* **What to do**
[A] Reproduce the passage about the Paula Deen death hoax word for word, everything from "As if Paula" down to "celebrity death hoax.".
[B] Answer these questions using the passage about the Paula Deen death hoax:
(i) In what month does the hoax claim Deen died?
(ii) According to the fake police report, what did Deen eat?
(iii) On what site was the fake story originally posted?
[C] Write the next part of the passage about the Paula Deen death hoax, picking up after its final sentence.

* **Provided text**

As if Paula Deen hasn't garnered enough negative attention lately, she is now the newest addition to the ever-growing group of celebrities to become victims of a celebrity death hoax.
This newest death hoax is especially cruel, claiming that she died in June after her stomach ruptured, leaving a suicide note. The hoax claims the note "outlined her intention to eat herself to death" and also had racial epithets.
The hoax lists a fake police report that claims police said Deen ate hundreds of her own pre-packaged desserts. It even includes a quote from the "police."
"We aren't sure whether or not Deen suffered from a fatal stroke related to her diabetes before or after her stomach burst," the fake police are reported as saying. "Coroners have said it's possible that she first died from eating too much sugar, and then suffered the stomach rupture post mortem."
The fake story was originally posted on a site called the Internet Chronicle, which has a strange description on their "About" page.

Saved entries:
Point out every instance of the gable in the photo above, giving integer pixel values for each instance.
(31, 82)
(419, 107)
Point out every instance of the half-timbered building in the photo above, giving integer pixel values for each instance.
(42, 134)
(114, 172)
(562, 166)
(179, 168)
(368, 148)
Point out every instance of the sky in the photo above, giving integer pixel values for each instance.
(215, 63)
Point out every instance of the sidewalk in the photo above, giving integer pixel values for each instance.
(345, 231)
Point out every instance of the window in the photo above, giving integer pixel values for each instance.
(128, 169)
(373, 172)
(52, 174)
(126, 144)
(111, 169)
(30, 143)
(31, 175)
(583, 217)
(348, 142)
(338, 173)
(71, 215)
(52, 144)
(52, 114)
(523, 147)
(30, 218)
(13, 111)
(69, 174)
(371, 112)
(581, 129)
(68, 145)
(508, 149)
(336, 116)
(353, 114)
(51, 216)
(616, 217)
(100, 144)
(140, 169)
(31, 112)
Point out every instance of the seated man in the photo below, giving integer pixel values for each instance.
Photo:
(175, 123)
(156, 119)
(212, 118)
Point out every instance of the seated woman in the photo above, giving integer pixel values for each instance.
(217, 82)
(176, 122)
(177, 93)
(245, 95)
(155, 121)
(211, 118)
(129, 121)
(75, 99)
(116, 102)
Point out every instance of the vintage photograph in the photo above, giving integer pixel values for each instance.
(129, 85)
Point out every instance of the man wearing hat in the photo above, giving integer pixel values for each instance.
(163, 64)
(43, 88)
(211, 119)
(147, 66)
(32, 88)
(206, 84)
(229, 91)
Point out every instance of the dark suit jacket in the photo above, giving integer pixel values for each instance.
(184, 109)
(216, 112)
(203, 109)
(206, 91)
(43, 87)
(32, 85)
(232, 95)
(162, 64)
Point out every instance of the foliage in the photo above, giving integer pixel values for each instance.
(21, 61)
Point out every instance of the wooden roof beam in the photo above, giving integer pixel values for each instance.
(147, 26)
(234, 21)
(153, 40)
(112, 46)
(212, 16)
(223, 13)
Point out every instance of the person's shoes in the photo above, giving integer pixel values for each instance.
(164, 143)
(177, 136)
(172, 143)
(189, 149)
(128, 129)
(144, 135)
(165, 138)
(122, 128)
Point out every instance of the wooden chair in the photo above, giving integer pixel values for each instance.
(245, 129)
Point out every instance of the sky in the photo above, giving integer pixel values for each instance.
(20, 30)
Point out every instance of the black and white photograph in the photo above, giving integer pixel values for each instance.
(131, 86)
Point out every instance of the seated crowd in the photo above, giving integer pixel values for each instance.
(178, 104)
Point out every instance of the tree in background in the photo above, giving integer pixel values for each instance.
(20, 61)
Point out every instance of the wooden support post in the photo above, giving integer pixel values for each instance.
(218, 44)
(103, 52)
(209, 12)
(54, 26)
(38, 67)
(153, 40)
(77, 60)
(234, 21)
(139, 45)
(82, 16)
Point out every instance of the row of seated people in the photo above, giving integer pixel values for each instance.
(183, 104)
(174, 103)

* **Results for each task**
[A]
As if Paula Deen hasn't garnered enough negative attention lately, she is now the newest addition to the ever-growing group of celebrities to become victims of a celebrity death hoax.

[B]
(i) June
(ii) Hundreds of her own pre-packaged desserts
(iii) The Internet Chronicle

[C]
"At the Chronicle.SU, we take truth seriously," the site reads. "Sadly, chronicle.su is not of this earth.
"After crash landing in an asteroid December 30th, 1976, the alien husks of Chronicle editors rapidly adapted to Earth climates and bacterial flora," the site continues. "They are able to survive naturally in the wild and reproduce freely."
People have posted questions regarding the validity of reports that Deen is dead on Wiki Answers and Cha Cha, web sites that allow people to ask any general questions, which are then open to the public for answers.
The fake story was picked up by multiple web sites that reported it as real. The false death reports have become so common that there is a web site dedicated to clearing them up for worried and confused fans, Who's Alive and Who's Dead.
Previous victims of celebrity death hoaxes include Justin Timberlake, Kristen Stewart, Adam Sandler, Angelina Jolie, Amanda Bynes, Bill Cosby, Hillary Clinton and Nelson Mandela.